- [Complete the following]
(a) From the article on lithium battery manufacturing, set down the stretch from "Battery features such" through "deposition of material." word for word.
(b) Translate this sentence from the article on lithium battery manufacturing into Spanish: "Most contemporary research is oriented towards the development of new materials and the study of their electrochemical properties."

- [Excerpt to read]
^^^^^^^^

The development of materials for next-generation lithium batteries keeps attracting serious attention from a plethora of researchers around the globe. Although there are a number of research initiatives at the moment, the big question remains: will lithium battery technology be able to meet the performance and life cycle challenges of convenient use in electric transportation such as vehicles or buses?
The answer starts with a look at advances in the materials that make up a battery’s different components — cathode, separator, and anode. Most contemporary research is oriented towards the development of new materials and the study of their electrochemical properties. The published results of this work are useful, but they still must be adapted to a commercial context. Indeed, from an industry standpoint, the challenges are not quite the same as what we witness in the laboratory. For instance, the cost and availability of the materials as well as the fabrication methods and conditions require careful consideration.
At the moment, we can distinguish two predominant technologies: the lithium ion battery (LIB) and the lithium metal polymer battery (LMP®), which are distinguished primarily by the makeup of the anode and the electrolyte-separating layer. The LIB anode consists of a graphitic material while the electrolyte separating layer consists of a liquid electrolyte-polymer matrix, whereas the LMP® anode is metallic (lithium) and the separating layer is a solid polymer electrolyte. The optimal use of each technology depends on a distinct set of pros and cons in terms of power output, capacity, and cyclability.
No less important are the unique manufacturing challenges associated with each design, a topic that is seldom discussed. While the difficulties of making different types of battery packs are similar, it is the steps in this process that create specific problems. It starts with an assessment of input materials, which will influence the reproducibility and long-term stability of the battery. For example, as key elements are obtained from chemical suppliers, they must be monitored for tight control of the size and distribution of graphite particles, molecular weight of the polymeric binding material, and purity of the lithium metal oxides or electrolytic salts. Such oversight is essential, as it will directly determine the preparation of electrodes as well as their long-term performance.
Battery features such as impedance, power, and cyclability are also inherently related to the structure of the electrodes and separating layer. In the case of LIB, where cathode fabrication combines lithium metal oxide with a conductive binding agent, great care must be taken to prevent a degradation of particle integrity that could compromise power output. In contrast LMP® electrodes are created by extruding an ingot of lithium until it becomes a consistent film about 50 to 100 um thick without holes or stretch marks. An accompanying film of polypropylene usually supports this sheet in order to provide a strict control of its thickness. Similarly, the thickness of an electrolyte separating layer must be precisely defined, along with homogeneous deposition of material.
Since an LIB electrolyte can react with moisture in the air, sealing this cell is a critical step in avoiding any form of blistering and release of toxic side products. This step is omitted in the manufacture of an LMP® battery, which has no liquid electrolyte to fuel such unwanted reactions.
Finally, before a battery is finished it must be characterized in terms of discharge, resistance, and capacity, which should deviate less than 5% within any given battery grade. This is confirmed through a series of charging and discharging sequences with increasing voltages, a process that can last as long as one to three days. This time-consuming sequence of measurements is not only costly but poses the risk of fire when some batteries malfunction. Nevertheless, such quality control is essential if LIB and LMP® batteries are to become the standard choice in electric vehicle transportation.
David Gendron is a research chemist with Blue Solutions, an energy storage firm based in Boucherville, QC.

^^^^^^^^

- [Data for review]
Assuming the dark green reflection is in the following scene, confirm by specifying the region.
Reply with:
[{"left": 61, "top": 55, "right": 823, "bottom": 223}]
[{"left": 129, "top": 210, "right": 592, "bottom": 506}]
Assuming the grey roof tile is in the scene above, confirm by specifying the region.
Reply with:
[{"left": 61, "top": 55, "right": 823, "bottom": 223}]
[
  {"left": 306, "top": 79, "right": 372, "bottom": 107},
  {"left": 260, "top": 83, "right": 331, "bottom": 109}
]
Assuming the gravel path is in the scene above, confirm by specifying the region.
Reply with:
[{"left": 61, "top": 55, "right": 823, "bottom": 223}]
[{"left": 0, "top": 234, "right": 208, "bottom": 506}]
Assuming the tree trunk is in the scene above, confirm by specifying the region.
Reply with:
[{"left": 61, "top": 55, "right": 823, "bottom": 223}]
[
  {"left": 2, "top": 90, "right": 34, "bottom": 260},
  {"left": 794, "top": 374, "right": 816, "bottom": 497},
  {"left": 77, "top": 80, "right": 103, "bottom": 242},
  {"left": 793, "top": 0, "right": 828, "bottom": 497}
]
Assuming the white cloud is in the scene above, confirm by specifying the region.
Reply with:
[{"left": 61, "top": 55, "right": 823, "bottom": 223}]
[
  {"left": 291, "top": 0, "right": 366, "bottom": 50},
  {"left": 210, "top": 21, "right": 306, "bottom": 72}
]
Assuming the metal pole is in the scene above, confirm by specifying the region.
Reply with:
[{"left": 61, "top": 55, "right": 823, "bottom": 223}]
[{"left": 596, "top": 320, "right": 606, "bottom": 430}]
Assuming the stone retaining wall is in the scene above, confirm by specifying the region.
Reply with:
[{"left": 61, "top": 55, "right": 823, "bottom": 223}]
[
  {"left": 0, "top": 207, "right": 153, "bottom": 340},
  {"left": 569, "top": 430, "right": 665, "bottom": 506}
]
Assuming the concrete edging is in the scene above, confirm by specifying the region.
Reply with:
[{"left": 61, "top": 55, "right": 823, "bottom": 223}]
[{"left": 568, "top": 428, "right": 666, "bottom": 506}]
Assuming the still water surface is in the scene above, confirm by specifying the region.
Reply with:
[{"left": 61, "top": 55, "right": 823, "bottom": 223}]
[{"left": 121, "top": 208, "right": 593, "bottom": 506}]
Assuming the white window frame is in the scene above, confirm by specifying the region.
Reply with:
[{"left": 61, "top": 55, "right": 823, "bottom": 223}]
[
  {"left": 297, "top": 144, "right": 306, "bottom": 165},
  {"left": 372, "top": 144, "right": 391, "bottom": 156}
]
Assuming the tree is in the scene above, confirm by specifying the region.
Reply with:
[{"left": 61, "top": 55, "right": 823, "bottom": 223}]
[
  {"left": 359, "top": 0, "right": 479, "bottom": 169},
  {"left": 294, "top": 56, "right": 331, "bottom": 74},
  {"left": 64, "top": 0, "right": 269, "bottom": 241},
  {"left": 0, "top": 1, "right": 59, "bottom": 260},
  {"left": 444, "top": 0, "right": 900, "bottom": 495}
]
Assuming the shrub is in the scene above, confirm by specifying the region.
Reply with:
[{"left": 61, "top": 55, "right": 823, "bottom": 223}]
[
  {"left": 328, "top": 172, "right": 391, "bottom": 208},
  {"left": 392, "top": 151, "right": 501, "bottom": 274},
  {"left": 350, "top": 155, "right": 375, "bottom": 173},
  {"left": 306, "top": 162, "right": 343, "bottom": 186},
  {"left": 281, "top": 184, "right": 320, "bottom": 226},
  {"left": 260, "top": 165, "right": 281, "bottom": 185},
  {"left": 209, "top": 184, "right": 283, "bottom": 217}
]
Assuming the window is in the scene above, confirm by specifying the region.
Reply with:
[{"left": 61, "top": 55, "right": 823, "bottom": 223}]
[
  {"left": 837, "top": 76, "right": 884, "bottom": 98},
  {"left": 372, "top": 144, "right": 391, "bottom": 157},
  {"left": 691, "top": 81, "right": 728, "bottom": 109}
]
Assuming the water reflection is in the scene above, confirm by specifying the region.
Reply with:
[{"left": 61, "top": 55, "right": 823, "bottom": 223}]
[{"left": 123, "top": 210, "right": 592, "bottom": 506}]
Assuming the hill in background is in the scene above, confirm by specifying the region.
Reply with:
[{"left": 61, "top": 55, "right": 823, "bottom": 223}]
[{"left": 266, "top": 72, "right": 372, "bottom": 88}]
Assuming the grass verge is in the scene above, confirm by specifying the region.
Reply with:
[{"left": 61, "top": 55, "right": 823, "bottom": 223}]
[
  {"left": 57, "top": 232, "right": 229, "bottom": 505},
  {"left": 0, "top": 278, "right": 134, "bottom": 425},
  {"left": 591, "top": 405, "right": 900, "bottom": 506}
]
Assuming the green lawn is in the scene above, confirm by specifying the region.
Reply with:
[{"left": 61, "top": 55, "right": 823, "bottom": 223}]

^^^^^^^^

- [Answers to the tasks]
(a)
Battery features such as impedance, power, and cyclability are also inherently related to the structure of the electrodes and separating layer. In the case of LIB, where cathode fabrication combines lithium metal oxide with a conductive binding agent, great care must be taken to prevent a degradation of particle integrity that could compromise power output. In contrast LMP® electrodes are created by extruding an ingot of lithium until it becomes a consistent film about 50 to 100 um thick without holes or stretch marks. An accompanying film of polypropylene usually supports this sheet in order to provide a strict control of its thickness. Similarly, the thickness of an electrolyte separating layer must be precisely defined, along with homogeneous deposition of material.

(b) La mayor parte de la investigación contemporánea está orientada al desarrollo de nuevos materiales y al estudio de sus propiedades electroquímicas.